▶ Your instructions
Lines from the one containing "Indicate the tire" through the last line of the material below: print these exactly, and only these.

▶ Record set
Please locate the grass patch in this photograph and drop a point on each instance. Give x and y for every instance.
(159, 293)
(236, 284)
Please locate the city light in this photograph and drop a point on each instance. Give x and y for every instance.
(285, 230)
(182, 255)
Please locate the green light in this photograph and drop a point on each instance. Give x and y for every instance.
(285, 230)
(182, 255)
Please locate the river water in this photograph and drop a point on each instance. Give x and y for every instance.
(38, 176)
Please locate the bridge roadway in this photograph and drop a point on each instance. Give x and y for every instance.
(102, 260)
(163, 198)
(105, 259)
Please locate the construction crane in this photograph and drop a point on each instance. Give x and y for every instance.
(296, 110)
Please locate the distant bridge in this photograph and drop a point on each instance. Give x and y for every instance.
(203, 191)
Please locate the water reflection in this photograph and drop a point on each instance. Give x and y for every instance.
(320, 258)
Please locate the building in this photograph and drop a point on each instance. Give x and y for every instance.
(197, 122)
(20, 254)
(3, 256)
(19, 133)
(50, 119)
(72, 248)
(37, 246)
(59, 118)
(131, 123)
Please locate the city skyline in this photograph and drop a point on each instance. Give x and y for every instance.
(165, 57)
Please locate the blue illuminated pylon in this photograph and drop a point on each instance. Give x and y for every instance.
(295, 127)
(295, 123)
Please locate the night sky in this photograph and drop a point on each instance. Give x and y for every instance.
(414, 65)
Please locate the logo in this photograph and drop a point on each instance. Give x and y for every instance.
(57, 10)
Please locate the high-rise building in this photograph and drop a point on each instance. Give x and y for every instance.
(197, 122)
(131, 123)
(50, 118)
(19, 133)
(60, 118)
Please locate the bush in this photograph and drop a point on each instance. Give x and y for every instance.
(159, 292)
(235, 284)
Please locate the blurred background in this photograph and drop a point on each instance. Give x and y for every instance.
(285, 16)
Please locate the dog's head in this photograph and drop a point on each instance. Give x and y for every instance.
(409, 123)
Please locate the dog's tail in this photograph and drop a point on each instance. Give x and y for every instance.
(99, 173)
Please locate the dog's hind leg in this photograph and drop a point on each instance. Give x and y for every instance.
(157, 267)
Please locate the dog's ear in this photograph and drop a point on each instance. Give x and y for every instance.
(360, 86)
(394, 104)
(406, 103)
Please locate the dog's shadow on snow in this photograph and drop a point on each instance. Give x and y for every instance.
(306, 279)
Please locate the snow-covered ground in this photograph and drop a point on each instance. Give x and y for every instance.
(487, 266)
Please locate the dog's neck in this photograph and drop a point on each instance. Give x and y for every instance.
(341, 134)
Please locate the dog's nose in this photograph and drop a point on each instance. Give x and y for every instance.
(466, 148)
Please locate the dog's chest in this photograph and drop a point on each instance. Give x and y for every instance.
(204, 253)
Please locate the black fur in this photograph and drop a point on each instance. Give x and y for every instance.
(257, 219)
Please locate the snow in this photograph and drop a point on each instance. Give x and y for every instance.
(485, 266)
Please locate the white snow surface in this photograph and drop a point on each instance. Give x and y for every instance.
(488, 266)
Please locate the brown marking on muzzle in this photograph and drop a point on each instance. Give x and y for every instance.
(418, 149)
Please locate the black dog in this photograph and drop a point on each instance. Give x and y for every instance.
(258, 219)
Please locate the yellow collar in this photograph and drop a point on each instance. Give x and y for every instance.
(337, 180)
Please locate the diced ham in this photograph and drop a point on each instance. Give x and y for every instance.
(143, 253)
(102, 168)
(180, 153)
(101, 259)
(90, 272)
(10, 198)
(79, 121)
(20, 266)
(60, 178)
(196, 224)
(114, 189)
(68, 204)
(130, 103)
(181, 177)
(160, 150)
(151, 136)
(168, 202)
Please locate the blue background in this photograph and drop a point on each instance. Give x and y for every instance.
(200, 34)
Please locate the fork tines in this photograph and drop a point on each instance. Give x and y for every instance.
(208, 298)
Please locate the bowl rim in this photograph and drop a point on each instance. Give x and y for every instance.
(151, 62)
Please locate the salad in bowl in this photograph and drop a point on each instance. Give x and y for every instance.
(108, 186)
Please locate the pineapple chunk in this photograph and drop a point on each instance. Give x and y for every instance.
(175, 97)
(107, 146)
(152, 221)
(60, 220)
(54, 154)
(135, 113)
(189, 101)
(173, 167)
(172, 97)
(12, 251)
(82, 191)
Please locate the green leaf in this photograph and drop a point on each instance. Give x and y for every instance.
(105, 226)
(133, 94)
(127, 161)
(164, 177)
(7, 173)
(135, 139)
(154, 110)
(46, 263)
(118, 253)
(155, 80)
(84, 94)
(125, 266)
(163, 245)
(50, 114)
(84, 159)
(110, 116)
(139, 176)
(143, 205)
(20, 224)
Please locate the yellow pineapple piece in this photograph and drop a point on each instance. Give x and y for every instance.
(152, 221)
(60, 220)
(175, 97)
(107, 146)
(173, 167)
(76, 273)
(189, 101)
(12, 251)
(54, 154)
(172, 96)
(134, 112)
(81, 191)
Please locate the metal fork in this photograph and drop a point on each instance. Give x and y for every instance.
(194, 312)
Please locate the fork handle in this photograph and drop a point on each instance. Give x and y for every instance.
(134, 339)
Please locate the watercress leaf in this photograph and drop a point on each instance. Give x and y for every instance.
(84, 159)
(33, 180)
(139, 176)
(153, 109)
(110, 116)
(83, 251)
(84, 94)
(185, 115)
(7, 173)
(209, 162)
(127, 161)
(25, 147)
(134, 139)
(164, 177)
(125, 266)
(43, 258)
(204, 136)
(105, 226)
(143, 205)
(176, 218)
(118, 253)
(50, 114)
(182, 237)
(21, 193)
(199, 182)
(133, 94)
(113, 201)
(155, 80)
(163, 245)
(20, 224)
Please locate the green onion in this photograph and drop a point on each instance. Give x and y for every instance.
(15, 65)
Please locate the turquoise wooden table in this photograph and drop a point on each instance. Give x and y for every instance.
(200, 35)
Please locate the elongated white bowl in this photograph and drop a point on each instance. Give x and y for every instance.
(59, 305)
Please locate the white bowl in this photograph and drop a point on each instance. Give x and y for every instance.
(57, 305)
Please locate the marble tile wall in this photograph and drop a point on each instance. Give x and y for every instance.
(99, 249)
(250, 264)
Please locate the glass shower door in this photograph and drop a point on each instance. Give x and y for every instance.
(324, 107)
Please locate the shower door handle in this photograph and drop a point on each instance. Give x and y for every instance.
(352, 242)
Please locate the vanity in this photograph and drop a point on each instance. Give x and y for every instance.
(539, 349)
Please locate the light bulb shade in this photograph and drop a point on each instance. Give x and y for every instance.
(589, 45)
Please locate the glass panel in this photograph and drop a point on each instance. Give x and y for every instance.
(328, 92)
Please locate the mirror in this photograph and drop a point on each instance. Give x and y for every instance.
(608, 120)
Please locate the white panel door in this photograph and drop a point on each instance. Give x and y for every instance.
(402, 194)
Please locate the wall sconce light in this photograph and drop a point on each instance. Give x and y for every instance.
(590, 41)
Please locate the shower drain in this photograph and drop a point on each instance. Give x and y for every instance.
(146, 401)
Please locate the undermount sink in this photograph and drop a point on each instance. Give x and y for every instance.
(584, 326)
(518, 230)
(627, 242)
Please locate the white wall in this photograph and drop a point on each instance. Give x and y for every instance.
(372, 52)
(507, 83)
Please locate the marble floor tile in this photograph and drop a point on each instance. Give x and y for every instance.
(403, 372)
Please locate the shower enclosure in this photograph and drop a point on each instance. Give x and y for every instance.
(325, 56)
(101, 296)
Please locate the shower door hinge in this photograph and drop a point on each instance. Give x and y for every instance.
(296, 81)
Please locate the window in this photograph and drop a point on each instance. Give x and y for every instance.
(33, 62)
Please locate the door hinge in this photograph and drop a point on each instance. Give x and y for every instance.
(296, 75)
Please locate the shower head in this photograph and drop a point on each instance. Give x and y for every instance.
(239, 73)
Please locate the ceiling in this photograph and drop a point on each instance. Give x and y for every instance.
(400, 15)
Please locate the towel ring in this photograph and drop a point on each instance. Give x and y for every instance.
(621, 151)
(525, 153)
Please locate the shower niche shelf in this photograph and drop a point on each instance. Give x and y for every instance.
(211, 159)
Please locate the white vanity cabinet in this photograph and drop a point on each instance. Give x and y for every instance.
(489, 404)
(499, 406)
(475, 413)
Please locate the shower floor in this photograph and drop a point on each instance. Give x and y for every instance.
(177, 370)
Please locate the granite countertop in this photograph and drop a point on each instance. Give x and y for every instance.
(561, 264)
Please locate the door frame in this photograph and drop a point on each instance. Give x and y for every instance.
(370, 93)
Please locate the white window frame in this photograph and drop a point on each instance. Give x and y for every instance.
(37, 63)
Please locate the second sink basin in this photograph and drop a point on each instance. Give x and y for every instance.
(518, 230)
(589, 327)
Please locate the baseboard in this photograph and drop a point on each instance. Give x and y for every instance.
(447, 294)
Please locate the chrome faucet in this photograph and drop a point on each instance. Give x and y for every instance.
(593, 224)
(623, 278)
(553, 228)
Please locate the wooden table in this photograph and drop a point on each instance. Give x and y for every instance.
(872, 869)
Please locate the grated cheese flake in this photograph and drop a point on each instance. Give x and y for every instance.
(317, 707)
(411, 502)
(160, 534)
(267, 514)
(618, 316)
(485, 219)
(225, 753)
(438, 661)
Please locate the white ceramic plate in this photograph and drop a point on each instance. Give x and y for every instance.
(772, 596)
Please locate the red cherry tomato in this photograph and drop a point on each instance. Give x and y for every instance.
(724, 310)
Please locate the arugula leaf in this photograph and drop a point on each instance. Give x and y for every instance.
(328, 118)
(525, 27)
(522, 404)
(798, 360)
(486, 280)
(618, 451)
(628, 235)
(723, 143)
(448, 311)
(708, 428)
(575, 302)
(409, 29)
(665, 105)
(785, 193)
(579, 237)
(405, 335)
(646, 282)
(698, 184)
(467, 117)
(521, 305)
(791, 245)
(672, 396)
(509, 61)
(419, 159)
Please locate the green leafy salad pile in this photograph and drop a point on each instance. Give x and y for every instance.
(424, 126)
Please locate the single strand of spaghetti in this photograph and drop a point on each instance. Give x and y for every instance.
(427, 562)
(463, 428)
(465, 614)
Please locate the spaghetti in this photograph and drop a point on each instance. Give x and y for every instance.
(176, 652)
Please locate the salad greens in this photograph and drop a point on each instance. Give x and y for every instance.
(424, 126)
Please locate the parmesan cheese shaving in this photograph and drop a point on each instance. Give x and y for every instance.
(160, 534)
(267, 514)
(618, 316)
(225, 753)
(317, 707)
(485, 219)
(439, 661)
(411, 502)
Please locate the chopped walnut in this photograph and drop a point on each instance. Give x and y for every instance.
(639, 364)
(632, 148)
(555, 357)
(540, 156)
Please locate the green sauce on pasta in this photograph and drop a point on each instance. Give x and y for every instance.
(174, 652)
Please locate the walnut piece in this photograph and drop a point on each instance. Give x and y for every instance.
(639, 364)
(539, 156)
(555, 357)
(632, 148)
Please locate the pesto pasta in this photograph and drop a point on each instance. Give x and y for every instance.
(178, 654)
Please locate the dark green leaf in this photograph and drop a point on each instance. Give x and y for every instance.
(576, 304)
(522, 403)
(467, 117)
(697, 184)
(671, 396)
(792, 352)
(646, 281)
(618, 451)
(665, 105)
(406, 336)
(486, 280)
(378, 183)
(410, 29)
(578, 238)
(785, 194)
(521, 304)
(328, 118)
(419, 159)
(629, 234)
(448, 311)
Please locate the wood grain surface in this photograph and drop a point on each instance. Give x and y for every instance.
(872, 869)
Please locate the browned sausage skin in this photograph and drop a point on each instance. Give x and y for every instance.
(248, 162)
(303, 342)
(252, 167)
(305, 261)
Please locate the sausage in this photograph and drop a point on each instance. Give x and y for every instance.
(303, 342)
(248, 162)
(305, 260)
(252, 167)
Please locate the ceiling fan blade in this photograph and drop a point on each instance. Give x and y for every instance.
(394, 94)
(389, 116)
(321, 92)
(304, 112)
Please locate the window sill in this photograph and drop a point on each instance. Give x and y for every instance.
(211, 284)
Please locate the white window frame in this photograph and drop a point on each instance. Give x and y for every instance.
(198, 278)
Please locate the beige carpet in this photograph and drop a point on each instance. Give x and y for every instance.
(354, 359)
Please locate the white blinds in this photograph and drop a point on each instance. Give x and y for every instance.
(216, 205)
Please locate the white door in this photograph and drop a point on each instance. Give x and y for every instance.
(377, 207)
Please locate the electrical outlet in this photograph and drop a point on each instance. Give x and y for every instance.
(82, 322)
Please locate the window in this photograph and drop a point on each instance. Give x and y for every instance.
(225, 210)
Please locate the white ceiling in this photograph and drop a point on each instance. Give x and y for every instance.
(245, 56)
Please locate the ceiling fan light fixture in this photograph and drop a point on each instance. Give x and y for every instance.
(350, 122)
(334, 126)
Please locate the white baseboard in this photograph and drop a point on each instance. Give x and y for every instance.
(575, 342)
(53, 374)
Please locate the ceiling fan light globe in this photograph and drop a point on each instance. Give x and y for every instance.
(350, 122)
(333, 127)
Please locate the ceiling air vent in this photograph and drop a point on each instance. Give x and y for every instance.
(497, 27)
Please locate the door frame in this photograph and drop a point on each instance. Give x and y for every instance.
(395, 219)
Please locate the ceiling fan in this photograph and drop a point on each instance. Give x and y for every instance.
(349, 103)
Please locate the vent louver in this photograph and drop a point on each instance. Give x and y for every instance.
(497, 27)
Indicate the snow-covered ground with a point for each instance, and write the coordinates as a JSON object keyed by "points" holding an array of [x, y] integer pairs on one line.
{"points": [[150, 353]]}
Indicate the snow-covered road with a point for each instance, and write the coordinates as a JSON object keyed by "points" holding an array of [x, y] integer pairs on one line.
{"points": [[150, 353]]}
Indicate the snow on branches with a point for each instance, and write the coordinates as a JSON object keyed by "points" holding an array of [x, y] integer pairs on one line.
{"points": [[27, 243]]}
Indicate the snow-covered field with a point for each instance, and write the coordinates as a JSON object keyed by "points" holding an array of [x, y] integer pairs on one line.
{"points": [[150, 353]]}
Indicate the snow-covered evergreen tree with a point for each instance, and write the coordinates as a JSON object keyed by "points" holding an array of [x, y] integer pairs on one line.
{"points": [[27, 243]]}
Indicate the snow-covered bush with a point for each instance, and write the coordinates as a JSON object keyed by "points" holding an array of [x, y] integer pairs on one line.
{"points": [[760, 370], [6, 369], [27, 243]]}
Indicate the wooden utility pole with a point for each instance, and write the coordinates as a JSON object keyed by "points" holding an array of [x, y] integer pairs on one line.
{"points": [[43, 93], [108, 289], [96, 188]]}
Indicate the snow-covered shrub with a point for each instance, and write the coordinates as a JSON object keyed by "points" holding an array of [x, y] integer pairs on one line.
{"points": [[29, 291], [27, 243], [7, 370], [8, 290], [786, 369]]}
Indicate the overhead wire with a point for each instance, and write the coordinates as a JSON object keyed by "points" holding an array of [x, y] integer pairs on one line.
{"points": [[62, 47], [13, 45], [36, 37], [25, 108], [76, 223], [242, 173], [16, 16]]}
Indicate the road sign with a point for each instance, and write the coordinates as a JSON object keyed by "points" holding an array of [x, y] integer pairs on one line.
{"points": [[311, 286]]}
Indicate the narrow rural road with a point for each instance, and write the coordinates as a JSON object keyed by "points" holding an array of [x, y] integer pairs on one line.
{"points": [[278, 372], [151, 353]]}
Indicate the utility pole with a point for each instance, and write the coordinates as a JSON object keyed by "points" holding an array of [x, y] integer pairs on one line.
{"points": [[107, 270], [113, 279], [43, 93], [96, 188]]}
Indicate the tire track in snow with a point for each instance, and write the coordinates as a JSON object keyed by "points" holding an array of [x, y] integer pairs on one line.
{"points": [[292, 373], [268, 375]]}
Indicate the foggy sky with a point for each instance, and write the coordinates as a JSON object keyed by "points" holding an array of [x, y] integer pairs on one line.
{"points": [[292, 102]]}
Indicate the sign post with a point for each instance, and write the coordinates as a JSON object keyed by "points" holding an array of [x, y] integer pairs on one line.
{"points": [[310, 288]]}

▶ Solution for this problem
Indicate the tire track in snow with a point for each instance, and write the coordinates as a JSON object keyed by "points" holding an array of [x, y] integer pairs on one line.
{"points": [[292, 373], [268, 375]]}
Indicate the foggy sky with a point for each instance, and write the coordinates as a JSON object keyed by "points" holding an array of [x, y] integer pairs on one line.
{"points": [[292, 102]]}
Indicate the sign post with a point for each instance, and write the coordinates as a JSON object keyed by "points" holding an array of [x, y] integer pairs on one line.
{"points": [[310, 288]]}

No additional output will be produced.